(Exercise requirements) Only the lines from the start of the data to the line containing "Might you point out the rock", both included, should be output, exactly and without pictures.

Start of Supplied information

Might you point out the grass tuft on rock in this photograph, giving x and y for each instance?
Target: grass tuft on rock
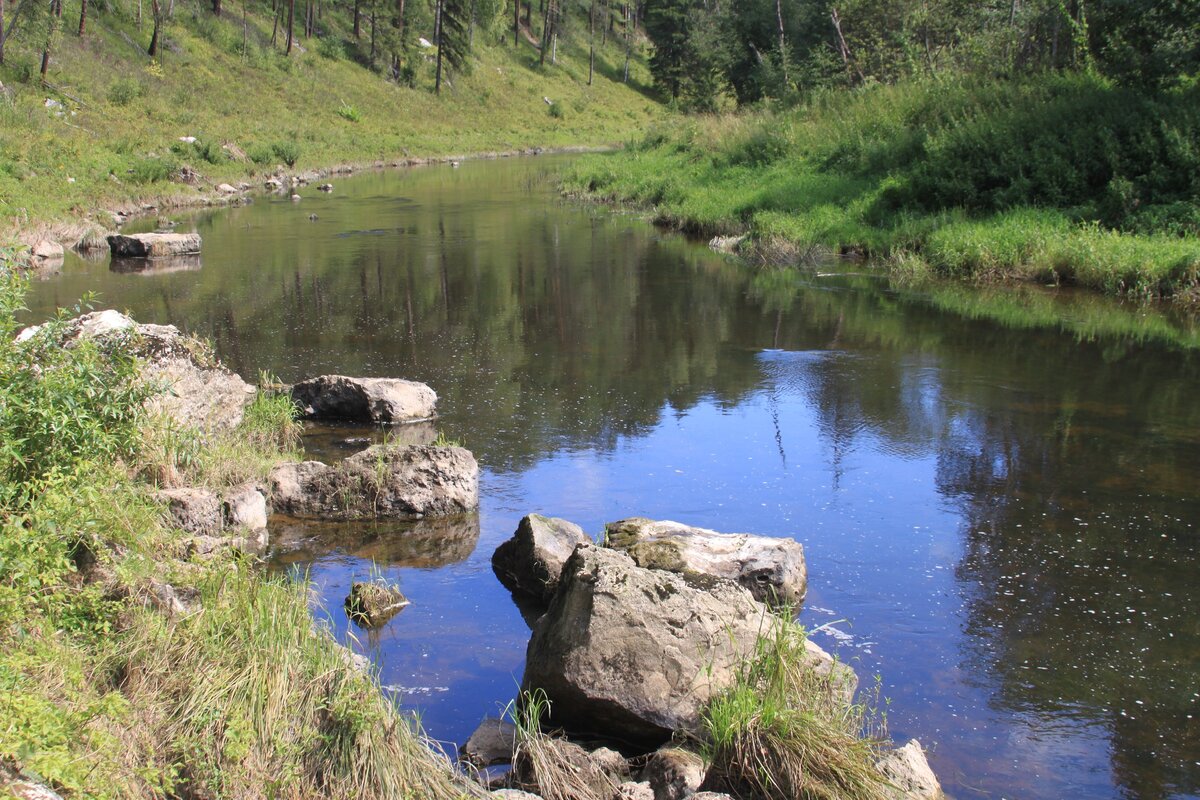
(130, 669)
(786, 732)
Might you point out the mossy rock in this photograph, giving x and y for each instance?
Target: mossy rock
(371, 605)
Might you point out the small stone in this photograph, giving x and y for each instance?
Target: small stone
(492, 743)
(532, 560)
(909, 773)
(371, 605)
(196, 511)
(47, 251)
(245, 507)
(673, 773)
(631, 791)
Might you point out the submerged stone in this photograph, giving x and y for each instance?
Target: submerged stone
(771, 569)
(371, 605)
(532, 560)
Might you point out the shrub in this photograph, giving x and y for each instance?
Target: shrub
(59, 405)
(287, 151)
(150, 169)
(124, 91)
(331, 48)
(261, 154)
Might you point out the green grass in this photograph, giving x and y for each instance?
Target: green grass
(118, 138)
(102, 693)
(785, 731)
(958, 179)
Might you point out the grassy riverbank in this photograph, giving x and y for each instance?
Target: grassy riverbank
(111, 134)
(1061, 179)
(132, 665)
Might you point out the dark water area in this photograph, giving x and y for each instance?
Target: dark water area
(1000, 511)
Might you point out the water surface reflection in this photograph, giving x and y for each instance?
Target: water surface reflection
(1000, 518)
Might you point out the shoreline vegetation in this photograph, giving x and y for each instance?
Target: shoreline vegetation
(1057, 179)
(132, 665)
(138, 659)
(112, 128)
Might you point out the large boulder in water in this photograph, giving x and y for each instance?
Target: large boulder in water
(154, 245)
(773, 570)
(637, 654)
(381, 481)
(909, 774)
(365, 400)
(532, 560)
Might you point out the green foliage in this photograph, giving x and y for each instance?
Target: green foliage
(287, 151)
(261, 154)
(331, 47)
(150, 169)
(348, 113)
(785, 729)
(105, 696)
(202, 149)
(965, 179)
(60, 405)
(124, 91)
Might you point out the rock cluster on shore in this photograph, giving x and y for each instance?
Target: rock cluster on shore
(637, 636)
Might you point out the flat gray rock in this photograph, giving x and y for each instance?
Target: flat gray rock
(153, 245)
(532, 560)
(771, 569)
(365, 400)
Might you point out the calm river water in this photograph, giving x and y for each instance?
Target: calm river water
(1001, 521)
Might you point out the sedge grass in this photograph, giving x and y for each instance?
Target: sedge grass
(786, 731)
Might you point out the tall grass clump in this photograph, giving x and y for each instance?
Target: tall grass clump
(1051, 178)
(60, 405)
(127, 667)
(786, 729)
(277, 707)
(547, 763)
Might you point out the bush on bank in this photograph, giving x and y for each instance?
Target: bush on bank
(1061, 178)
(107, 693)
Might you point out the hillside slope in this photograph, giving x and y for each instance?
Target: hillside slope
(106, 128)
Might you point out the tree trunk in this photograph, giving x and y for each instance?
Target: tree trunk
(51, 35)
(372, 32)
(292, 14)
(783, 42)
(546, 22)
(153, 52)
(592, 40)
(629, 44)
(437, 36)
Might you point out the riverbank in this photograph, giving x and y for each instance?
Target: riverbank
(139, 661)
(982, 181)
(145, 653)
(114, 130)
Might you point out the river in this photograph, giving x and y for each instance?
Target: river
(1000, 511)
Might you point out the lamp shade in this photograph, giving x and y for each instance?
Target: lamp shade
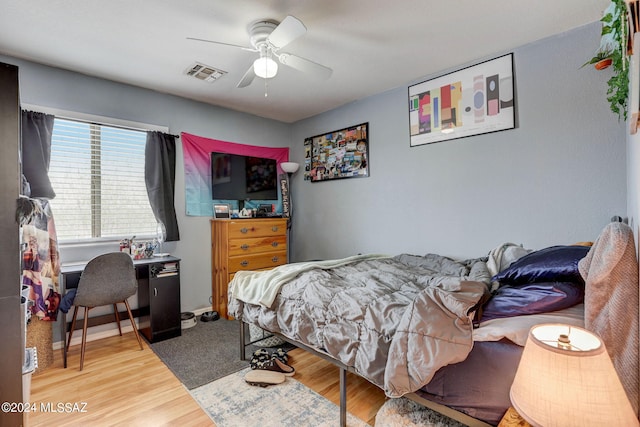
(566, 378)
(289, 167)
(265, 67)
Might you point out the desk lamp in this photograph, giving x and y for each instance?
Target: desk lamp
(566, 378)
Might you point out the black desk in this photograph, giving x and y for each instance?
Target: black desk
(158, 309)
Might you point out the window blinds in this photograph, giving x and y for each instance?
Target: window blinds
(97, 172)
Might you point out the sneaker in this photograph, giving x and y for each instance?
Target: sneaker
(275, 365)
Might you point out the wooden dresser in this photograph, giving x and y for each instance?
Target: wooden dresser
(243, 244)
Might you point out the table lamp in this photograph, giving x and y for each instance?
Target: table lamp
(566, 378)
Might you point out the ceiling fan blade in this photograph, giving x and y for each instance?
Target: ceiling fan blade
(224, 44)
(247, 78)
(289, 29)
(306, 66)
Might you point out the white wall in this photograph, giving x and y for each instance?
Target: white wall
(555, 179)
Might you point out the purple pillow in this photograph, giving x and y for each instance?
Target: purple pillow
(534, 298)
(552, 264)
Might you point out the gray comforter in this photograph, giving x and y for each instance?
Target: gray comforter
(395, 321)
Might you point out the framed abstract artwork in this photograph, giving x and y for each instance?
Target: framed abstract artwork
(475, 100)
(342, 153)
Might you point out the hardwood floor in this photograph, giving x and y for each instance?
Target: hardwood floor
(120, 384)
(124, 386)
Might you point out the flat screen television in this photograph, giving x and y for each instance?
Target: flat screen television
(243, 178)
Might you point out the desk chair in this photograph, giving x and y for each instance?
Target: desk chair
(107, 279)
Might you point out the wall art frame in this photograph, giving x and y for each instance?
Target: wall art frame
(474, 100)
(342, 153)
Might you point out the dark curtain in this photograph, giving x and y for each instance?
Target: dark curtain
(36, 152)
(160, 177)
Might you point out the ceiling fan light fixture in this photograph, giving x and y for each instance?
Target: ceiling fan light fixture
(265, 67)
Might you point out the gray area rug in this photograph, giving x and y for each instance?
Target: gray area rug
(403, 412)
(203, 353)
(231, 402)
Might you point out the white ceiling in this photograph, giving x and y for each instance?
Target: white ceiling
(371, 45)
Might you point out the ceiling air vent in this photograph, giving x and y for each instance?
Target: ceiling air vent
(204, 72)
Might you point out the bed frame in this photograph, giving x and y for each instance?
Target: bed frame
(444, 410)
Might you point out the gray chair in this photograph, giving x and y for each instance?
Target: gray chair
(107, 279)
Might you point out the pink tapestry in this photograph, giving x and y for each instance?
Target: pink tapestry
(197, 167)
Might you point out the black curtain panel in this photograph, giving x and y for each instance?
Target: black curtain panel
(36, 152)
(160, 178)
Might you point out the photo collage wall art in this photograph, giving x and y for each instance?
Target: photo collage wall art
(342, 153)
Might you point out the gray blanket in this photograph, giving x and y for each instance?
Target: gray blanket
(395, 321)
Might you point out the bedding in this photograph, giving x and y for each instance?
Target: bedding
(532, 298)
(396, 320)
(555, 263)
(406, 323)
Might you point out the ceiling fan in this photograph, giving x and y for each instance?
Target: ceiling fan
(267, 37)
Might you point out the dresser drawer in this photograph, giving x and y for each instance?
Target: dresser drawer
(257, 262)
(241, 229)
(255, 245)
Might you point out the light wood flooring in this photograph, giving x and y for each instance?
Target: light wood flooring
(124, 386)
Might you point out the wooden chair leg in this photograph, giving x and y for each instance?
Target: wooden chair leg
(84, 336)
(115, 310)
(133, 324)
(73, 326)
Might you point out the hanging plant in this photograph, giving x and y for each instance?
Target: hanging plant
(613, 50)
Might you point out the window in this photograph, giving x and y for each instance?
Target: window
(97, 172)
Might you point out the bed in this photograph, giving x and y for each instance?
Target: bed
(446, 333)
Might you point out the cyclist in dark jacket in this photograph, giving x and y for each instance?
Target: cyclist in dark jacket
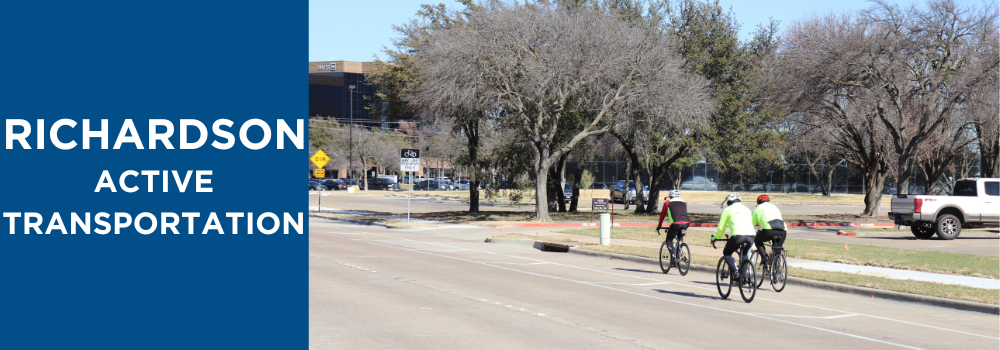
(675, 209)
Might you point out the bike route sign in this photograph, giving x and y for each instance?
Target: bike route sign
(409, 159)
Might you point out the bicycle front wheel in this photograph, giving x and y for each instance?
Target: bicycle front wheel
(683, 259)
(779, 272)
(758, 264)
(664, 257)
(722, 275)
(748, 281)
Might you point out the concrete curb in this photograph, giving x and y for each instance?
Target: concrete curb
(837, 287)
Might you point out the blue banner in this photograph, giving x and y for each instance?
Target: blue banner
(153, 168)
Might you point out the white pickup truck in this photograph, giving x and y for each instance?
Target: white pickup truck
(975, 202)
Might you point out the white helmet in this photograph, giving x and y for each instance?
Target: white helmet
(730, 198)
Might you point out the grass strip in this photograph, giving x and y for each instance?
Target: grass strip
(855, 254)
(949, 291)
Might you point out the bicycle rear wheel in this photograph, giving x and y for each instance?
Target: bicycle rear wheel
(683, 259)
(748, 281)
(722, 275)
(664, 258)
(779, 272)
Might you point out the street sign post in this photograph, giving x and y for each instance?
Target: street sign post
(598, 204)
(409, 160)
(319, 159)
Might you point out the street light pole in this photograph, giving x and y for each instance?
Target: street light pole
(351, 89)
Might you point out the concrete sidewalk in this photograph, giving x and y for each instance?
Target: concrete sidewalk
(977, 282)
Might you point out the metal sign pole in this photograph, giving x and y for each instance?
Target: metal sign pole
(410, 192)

End of Supplied information

(Result of the task)
Might you point out the grass tuft on rock in this photograph, giving x and y for each instance?
Target: grass tuft on rock
(130, 669)
(786, 732)
Might you point out the mossy rock in this photograph, giving x and y for each instance?
Target: mossy rock
(371, 605)
Might you point out the small stone in this photograph, giving x and y for each instance?
Target: small stone
(492, 743)
(532, 560)
(909, 773)
(371, 605)
(196, 511)
(47, 251)
(245, 507)
(673, 773)
(631, 791)
Might you point out the submerged stone in this photograph, giving x and y for each instance?
Target: submerged stone
(771, 569)
(371, 605)
(532, 560)
Might you point out the shrub in this photograph, giving x and y for each instance?
Target: shrub
(59, 405)
(287, 151)
(150, 169)
(124, 91)
(331, 48)
(261, 154)
Might you point out the green grass in this photograph, giving x and y for each instance?
Target: green grass
(118, 138)
(102, 693)
(785, 731)
(958, 179)
Might you point out the grassy riverbank in this photograph, giving x and y for each instance?
Target: grassy riverbank
(111, 134)
(1061, 179)
(132, 665)
Might you point out the dark water area in this photograph, giving x and y for each instance?
Target: dark water area
(1000, 511)
Might you point out the water surface reflection in this photograph, giving x and y for each instance?
Target: water surface reflection
(1000, 518)
Might you point out the shoreline vegetation in this photograph, giving x and y for each instance?
Target: shoreline vegetation
(1057, 179)
(132, 665)
(138, 659)
(112, 128)
Might you point out the large boulder in water in this photograph, giving x and y for each instance?
Target: large boulder in water
(154, 245)
(773, 570)
(637, 654)
(381, 481)
(909, 774)
(365, 400)
(532, 560)
Might you point out the green foliage in this photograph, giving x and y for each instance?
Target: green foliage
(287, 151)
(261, 154)
(331, 47)
(150, 169)
(348, 113)
(785, 729)
(105, 696)
(202, 149)
(965, 179)
(60, 405)
(124, 91)
Might you point out the rock cluster on shore in this photograph, giving x and y for each instance?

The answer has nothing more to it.